[Recorded data]

- - - -

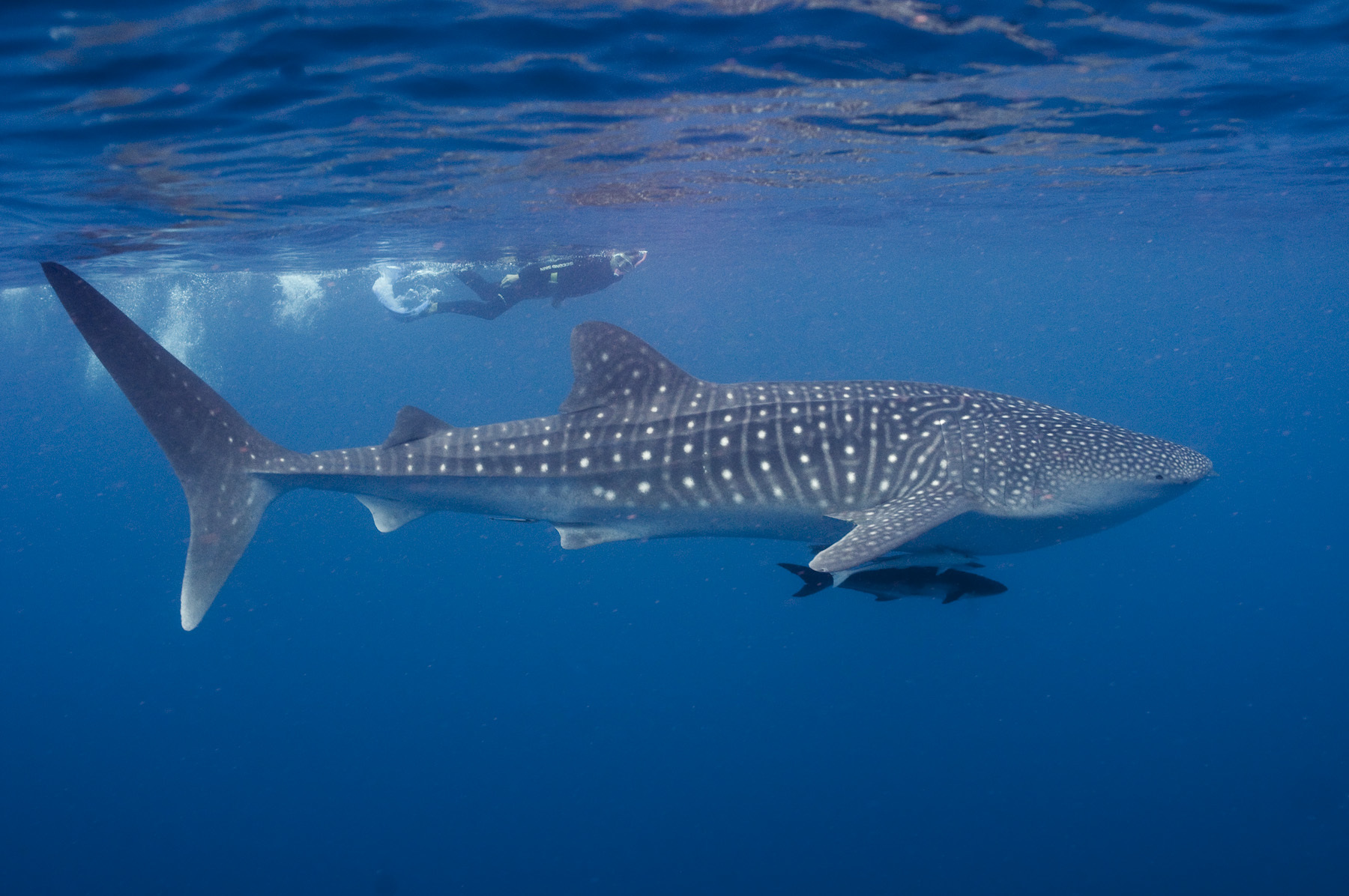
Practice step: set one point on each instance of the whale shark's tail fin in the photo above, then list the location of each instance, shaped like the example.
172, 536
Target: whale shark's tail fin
209, 444
814, 582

- - - -

YOUR OBJECTIVE
Copy the entries above word for word, but leave out the pictures.

SOLUTION TO THIS PROBLEM
Practice step: set one point on each instance of the whale shark's tail fin in the photo above, then list the location of each instance, shaped like the example.
172, 536
Target: whale shark's tail fin
209, 444
814, 582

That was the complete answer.